**TEXTO DE ORIGEM:**
===============

Macacos me mordam se esta rotina não é a de Sísifo. É, claro que é! Todo o santo dia eu empurro aquela pedra rumo ao topo da montanha para, no final, saber que terei de recomeçar tudo de novo. Será assim, será sempre assim. Até que as forças deixem de mo permitir. Nessa altura haverá o descanso da morte que ninguém sabe o que traz com ela.

Uma vida absurda.
Sim,
é isso que eu tenho.
É isso que todos temos.
Aahhh, como eu odeio Camus…

Mário Carvalho

1 comentário:

Anónimo disse...

Eu, pelo contr5ário, adoro Camus. E adoro o Mito de Sísifo. O autor do text, possivelmente, não leu o livro até ao fim. As suas palavras finais são, precisamente, «é preciso imaginar Sísifo feliz». Ao contrário da versão superficial que teima em ver Sísifo como um herói do desesero e do pessimismo, Camus procurou, ao contrário, demonstrar que é possível conciliar o carácter absurdo da vida com a felicidade terrena. Mais: que só essa é possível e que tudo o resto é «batota». Eu concordo com Camus e estou-lhe eternamente grato por me ter feito ver as coisas dessa maneira.

===============

**ITENS:**
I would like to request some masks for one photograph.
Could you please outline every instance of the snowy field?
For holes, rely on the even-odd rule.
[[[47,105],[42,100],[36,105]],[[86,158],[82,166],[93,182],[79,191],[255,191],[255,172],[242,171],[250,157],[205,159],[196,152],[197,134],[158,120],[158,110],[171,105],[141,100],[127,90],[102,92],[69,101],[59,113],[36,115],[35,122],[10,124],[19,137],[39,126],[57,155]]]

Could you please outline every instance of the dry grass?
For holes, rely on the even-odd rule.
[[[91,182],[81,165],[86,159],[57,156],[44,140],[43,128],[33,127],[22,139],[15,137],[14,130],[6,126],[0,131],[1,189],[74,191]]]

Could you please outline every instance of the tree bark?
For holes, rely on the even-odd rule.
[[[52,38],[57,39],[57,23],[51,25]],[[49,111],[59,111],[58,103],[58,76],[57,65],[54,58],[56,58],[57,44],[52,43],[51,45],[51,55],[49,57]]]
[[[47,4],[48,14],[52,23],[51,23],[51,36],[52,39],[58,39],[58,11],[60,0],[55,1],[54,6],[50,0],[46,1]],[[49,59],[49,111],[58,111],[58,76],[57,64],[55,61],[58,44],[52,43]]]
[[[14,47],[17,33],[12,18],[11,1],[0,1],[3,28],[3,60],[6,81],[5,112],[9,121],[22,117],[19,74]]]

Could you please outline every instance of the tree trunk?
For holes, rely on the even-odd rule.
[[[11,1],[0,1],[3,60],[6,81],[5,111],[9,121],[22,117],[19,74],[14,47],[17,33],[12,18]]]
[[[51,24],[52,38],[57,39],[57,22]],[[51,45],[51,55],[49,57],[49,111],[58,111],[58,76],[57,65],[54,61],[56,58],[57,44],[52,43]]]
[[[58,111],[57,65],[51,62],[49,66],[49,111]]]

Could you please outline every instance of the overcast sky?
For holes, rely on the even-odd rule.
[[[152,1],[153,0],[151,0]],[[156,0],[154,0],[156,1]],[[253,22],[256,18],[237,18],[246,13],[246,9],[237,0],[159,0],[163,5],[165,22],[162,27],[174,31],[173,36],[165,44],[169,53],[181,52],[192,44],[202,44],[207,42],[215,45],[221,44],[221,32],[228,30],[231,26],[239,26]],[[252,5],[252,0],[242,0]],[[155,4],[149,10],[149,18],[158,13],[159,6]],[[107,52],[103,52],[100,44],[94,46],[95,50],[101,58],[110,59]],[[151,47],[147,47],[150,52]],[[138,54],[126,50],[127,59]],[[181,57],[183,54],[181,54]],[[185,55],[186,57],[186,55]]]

===============

**ENUNCIADO A:** Repete, do texto sobre Sísifo, o trecho desde "Uma vida absurda." até "coisas dessa maneira.", inclusive, sem lhe mudar nada.
**ENUNCIADO B:** Segundo o comentário ao texto sobre Sísifo, por que razão o autor possivelmente não leu o livro de Camus até ao fim? Responde em uma a três frases.
O material não tem aqui qualquer papel.

**RESPOSTA A:**
Uma vida absurda.
Sim,
é isso que eu tenho.
É isso que todos temos.
Aahhh, como eu odeio Camus…

Mário Carvalho

1 comentário:

Anónimo disse...

Eu, pelo contr5ário, adoro Camus. E adoro o Mito de Sísifo. O autor do text, possivelmente, não leu o livro até ao fim. As suas palavras finais são, precisamente, «é preciso imaginar Sísifo feliz». Ao contrário da versão superficial que teima em ver Sísifo como um herói do desesero e do pessimismo, Camus procurou, ao contrário, demonstrar que é possível conciliar o carácter absurdo da vida com a felicidade terrena. Mais: que só essa é possível e que tudo o resto é «batota». Eu concordo com Camus e estou-lhe eternamente grato por me ter feito ver as coisas dessa maneira.

**RESPOSTA B:** Porque as palavras finais do livro são «é preciso imaginar Sísifo feliz». Com elas, Camus procurou mostrar que é possível conciliar o carácter absurdo da vida com a felicidade terrena, e não apresentar Sísifo como herói do desespero e do pessimismo.